== Work to do ==
Render the stretch of data that opens with the line containing "Point to the building" and closes with the line containing "<point>1224,171</point>", both ends included, as a numbered list with any blank lines dropped.

== Records provided ==
--- START ---
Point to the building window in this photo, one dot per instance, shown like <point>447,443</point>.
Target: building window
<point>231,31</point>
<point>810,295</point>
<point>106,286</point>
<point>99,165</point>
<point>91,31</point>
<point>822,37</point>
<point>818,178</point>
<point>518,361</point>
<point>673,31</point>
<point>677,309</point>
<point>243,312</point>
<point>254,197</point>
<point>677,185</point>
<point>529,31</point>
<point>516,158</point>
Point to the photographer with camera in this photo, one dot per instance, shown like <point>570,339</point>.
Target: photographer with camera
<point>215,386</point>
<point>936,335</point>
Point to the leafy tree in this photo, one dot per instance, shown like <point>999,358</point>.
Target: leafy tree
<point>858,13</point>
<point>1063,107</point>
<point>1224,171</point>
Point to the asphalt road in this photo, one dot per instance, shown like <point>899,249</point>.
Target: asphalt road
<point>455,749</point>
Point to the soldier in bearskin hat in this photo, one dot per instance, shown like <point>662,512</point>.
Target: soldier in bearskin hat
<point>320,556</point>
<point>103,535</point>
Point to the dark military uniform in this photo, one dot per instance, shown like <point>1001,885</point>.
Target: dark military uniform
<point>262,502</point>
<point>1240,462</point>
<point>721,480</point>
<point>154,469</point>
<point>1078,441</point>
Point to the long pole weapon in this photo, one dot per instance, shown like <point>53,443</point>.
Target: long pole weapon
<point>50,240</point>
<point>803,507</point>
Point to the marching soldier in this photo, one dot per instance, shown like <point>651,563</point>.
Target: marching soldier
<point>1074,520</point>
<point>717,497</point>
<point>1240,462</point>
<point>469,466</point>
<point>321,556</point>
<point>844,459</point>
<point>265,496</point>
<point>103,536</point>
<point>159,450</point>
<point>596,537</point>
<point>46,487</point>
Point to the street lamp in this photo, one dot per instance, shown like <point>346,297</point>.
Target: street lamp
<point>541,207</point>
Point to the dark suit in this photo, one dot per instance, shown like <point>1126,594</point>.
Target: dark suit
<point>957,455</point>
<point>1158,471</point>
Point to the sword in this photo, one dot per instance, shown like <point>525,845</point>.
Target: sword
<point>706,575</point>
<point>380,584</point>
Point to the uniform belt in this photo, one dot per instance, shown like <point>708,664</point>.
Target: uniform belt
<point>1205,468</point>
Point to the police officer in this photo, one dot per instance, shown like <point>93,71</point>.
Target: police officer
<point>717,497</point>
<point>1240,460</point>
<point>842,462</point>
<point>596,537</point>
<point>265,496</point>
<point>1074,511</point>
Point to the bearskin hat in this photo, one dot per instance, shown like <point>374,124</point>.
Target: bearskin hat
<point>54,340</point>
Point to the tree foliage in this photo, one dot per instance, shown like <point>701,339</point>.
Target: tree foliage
--- END ---
--- START ---
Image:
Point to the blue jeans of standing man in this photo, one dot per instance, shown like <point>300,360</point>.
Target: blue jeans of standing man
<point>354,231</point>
--- END ---
== Expected answer ==
1. Point to the building window in this photo, one dot per instance, shown like <point>447,443</point>.
2. Target: building window
3. <point>231,31</point>
4. <point>810,295</point>
5. <point>106,286</point>
6. <point>99,165</point>
7. <point>91,31</point>
8. <point>822,37</point>
9. <point>818,178</point>
10. <point>518,361</point>
11. <point>673,31</point>
12. <point>677,309</point>
13. <point>243,312</point>
14. <point>254,197</point>
15. <point>677,185</point>
16. <point>529,31</point>
17. <point>516,158</point>
18. Point to the photographer with camera in this photo, one dot per instance, shown like <point>570,339</point>.
19. Target: photographer with camera
20. <point>215,386</point>
21. <point>936,335</point>
22. Point to the leafy tree in this photo, one dot per instance, shown like <point>999,358</point>.
23. Target: leafy tree
24. <point>858,13</point>
25. <point>1063,107</point>
26. <point>1224,171</point>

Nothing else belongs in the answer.